• _TASK DIRECTIONS_: Please pull out every line of the listing that contains the word "hair", and copy each one in full.

+ + + + + + +

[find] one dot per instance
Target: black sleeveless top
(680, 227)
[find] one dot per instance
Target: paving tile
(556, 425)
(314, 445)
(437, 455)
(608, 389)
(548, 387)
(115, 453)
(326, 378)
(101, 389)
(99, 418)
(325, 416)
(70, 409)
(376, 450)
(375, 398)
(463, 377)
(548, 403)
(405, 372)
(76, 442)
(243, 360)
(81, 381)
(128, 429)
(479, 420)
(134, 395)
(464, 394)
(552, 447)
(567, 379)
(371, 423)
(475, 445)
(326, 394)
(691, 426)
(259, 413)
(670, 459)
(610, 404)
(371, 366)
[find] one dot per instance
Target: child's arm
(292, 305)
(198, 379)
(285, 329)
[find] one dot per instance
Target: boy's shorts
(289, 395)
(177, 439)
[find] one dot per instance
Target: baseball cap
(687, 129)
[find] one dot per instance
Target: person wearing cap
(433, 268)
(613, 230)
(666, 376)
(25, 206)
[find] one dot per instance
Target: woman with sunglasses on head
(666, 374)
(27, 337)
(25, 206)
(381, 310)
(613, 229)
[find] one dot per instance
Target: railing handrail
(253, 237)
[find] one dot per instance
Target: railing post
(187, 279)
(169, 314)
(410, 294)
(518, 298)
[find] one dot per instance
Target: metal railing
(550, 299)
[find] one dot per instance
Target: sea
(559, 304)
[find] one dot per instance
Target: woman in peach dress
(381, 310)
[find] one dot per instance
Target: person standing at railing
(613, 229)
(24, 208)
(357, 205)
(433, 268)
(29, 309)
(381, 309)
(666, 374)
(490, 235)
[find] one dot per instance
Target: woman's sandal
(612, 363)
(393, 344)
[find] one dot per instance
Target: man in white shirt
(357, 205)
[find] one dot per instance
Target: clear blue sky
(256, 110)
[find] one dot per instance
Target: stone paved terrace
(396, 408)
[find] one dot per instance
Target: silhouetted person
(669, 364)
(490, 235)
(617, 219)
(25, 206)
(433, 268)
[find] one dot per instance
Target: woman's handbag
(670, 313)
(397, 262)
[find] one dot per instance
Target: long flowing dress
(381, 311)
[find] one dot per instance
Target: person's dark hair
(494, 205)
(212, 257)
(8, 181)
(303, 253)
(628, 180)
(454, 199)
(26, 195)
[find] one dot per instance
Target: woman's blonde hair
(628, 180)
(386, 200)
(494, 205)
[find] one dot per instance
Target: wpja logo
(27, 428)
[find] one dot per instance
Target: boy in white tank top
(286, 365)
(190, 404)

+ + + + + + +

• _OUTPUT OF THE EXERCISE_:
Target: person's dark hair
Target: woman's blonde hair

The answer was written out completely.